Position annotation rows:
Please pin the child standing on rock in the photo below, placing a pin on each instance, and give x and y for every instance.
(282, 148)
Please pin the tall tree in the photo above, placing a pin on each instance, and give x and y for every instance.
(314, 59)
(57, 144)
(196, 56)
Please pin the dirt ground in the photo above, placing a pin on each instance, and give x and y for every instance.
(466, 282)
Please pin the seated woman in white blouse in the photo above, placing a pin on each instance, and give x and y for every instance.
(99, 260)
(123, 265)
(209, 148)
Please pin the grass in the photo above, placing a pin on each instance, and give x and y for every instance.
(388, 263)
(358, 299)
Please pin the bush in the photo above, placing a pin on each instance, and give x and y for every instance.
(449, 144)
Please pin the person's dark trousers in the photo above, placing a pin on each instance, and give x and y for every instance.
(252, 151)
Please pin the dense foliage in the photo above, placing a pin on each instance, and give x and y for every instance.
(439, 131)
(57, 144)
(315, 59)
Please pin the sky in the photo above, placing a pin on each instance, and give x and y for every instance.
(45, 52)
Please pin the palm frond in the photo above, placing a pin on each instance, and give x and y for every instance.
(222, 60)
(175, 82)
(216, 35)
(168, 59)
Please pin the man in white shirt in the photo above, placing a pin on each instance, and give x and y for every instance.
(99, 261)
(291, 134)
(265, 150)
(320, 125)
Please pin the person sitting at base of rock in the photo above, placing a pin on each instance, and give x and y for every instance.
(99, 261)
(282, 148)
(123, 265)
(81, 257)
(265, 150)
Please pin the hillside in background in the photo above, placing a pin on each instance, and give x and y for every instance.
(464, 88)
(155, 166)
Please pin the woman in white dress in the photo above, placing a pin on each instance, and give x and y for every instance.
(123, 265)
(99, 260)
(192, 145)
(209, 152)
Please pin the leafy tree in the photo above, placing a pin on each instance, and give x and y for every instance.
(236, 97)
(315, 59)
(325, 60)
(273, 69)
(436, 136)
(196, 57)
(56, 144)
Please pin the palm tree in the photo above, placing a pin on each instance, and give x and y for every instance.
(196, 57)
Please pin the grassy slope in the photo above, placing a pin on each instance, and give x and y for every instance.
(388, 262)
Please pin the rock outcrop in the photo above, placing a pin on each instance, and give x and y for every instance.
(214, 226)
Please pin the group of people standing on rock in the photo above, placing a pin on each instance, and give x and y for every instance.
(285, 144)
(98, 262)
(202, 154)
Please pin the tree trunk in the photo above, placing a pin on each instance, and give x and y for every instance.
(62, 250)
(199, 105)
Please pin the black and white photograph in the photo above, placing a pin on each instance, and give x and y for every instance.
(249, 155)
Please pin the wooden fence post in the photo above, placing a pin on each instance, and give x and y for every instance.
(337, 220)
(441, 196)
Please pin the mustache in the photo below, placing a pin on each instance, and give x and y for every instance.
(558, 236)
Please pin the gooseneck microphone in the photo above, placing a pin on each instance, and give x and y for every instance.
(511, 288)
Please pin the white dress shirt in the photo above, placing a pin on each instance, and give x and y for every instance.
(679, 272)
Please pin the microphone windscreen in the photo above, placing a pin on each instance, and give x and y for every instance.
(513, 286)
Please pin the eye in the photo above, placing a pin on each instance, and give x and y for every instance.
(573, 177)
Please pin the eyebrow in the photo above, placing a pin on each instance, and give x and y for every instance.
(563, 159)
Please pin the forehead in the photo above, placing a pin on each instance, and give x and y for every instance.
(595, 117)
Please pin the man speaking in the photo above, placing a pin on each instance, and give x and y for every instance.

INSTRUCTIONS TO FOLLOW. Please output all of the rows above as a numbered list, leaving out any blank lines.

THE REPLY.
1. Please pin the child standing on rock in the photo below, placing a pin on each instance, and give x and y for every instance.
2. (282, 148)
3. Please pin the tall tree in the photo above, placing a pin on each instance, and give x and y for every instance.
4. (314, 59)
5. (57, 144)
6. (196, 56)
7. Please pin the dirt ground in the photo above, placing a pin on each instance, and give x and y for every instance.
8. (466, 282)
9. Please pin the seated woman in white blouse in the photo above, placing a pin on each instance, and give x and y for every instance.
10. (99, 260)
11. (123, 265)
12. (209, 148)
13. Please pin the grass in the photo above, placing a pin on each instance, and give x and y for every instance.
14. (388, 263)
15. (358, 299)
16. Please pin the bush in the photo above, placing a pin on each instance, and give x and y for every instance.
17. (449, 144)
18. Please pin the person's dark trousers in the photo above, placing a pin on each instance, and give x and y for every instance.
19. (252, 151)
20. Please pin the dense foliage in the photo above, placing a pin on each instance, and give x and y for every instance.
21. (439, 131)
22. (57, 144)
23. (315, 59)
24. Please pin the sky in the photo above, placing a pin on each instance, and give x and y for every instance.
25. (45, 52)
26. Please pin the palm frond in the photo above, placing a pin on each instance, and give x and y for every instance.
27. (222, 60)
28. (175, 82)
29. (216, 35)
30. (168, 59)
31. Please pin the man in white shirt in the photo above, placing a pin on each instance, and give x and y for every instance.
32. (99, 261)
33. (291, 134)
34. (265, 150)
35. (320, 125)
36. Please pin the person sitting at base of rock in the photo above, placing a pin on each instance, and give x and y for every instance.
37. (99, 261)
38. (282, 148)
39. (123, 265)
40. (81, 257)
41. (265, 150)
42. Please pin the hillside in background in the photo above, placing a pin on each instance, and give x and y for every instance.
43. (464, 88)
44. (155, 166)
45. Please pin the woman in white dress in the photo above, placing a pin on each instance, and give x and y for every instance.
46. (123, 265)
47. (99, 260)
48. (192, 145)
49. (209, 152)
50. Please pin the leafy tree in the photo above, placing a pin on each instance, and give x and y for every instance.
51. (236, 97)
52. (315, 59)
53. (325, 60)
54. (273, 69)
55. (436, 136)
56. (196, 57)
57. (56, 144)
58. Please pin the palm tree in the photo above, placing a pin on each instance, and give x and y for every instance.
59. (196, 57)
60. Please pin the grassy slope in the photo above, placing a pin on each instance, and give x and y for every instance.
61. (388, 262)
62. Please pin the rock outcrop in the photo above, placing a pin on each instance, and give x and y for every instance.
63. (214, 226)
64. Please pin the group of people standing on rock in the photo above, placing a pin on each instance, and give x and y for every instance.
65. (285, 144)
66. (98, 262)
67. (202, 154)
68. Please pin the tree trunk in the photo above, placing a pin on each instance, and give x and y for every instance.
69. (62, 250)
70. (199, 105)
71. Please pin the black and white photograph in the photo above, placing a pin on each instance, and give x and y for every instance.
72. (249, 155)
73. Please pin the wooden fence post in the photo above, placing a pin on each instance, and give x and y for every instance.
74. (337, 220)
75. (441, 196)
76. Please pin the mustache in the photo below, placing a pin on each instance, and give x and y for every instance.
77. (558, 236)
78. Please pin the gooseneck microphone in the photo above, placing a pin on each instance, and give x and y for every instance.
79. (511, 288)
80. Please pin the white dress shirt in the photo above, placing a pin on each instance, and give x and y for every instance.
81. (679, 272)
82. Please pin the microphone windscreen in the photo above, placing a pin on each instance, and give x and y for every instance.
83. (513, 286)
84. Please pin the eye in the photo above, placing a pin on each instance, and give x and y for every instance.
85. (573, 177)
86. Please pin the eyebrow in the photo above, placing a pin on each instance, and give x and y for every instance.
87. (563, 159)
88. Please pin the forehead in the photo above, placing a pin on each instance, and give x and y for every instance.
89. (595, 117)
90. Please pin the man speaking in the photo above, placing a pin on each instance, and give x and y for every instance.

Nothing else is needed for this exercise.